__Study questions__.
#1 Decide whether each statement below agrees with the passage on student hobbies. Answer yes or no for each, and quote the words from the passage that settle it.
(a) The passage suggests using a scooter to get to class.
(b) The writer finds knitting harder than it looks.
(c) The passage says these crafting skills can be learned online.
#2 Answer these questions from the passage on student hobbies:
(a) What crafts are named as examples of being crafty?
(b) What did the writer and friends use homemade scarves as?
(c) By how much will wheeled transportation cut class commute time?
#3 Return the part of the passage on student hobbies between "Do you have" and "club. Knitters unite.", inclusive.

3. Get outside, but in a cool way.
Not everybody attends a school with geographically impressive areas, so if hiking isn’t really an option for you, there are plenty of other active hobbies to choose from. If you’re anything like me, then I’d recommend taking up something a little less cardio-intensive than running, but still just as helpful.
Check out some of the wheeled methods of transportation to spice up your life and help you see more of the area. Get really good at skateboarding around for transportation, then try your hand at some ollies and kick flips. Use a scooter to get to class and learn how to take it off some sick ramps. Strap on some rollerblades and head to the park for an inline session. You’ll cut your class commute time in half and look dope doing it.
4. Craft your heart out.
Do you have any idea how much money you can save by being crafty? I’m talking cross-stitching, hand-lettering, knitting, etc. People start their own Etsy businesses out of this stuff.
Speaking as someone with little to no artistic ability, knitting is a lot easier than it looks. Plus, I can’t tell you how many times my friends and I used some homemade scarves as cheap and thoughtful Christmas presents. It’s easy to learn all or one of these skills online, and maybe you could get your friends into it and start a club. Knitters unite.
5. When in doubt, blog it out.

__Recorded data__.
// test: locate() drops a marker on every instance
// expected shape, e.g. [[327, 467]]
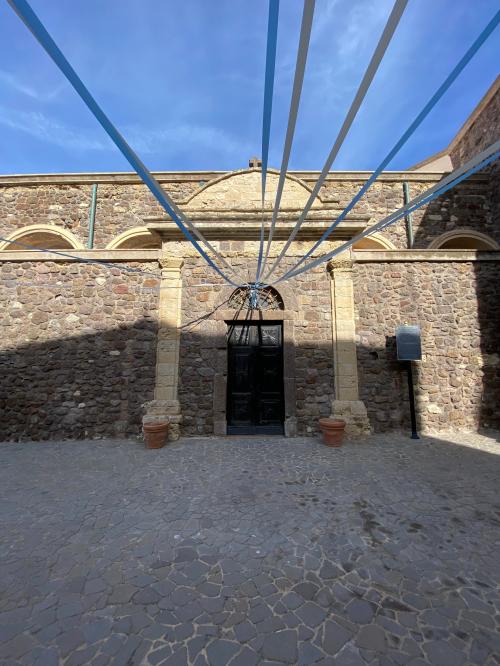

__Exercise solutions__.
#1
(a) Yes: "Use a scooter to get to class"
(b) No: "knitting is a lot easier than it looks"
(c) Yes: "It’s easy to learn all or one of these skills online"

#2
(a) Cross-stitching, hand-lettering and knitting.
(b) Cheap and thoughtful Christmas presents.
(c) In half.

#3
Do you have any idea how much money you can save by being crafty? I’m talking cross-stitching, hand-lettering, knitting, etc. People start their own Etsy businesses out of this stuff.
Speaking as someone with little to no artistic ability, knitting is a lot easier than it looks. Plus, I can’t tell you how many times my friends and I used some homemade scarves as cheap and thoughtful Christmas presents. It’s easy to learn all or one of these skills online, and maybe you could get your friends into it and start a club. Knitters unite.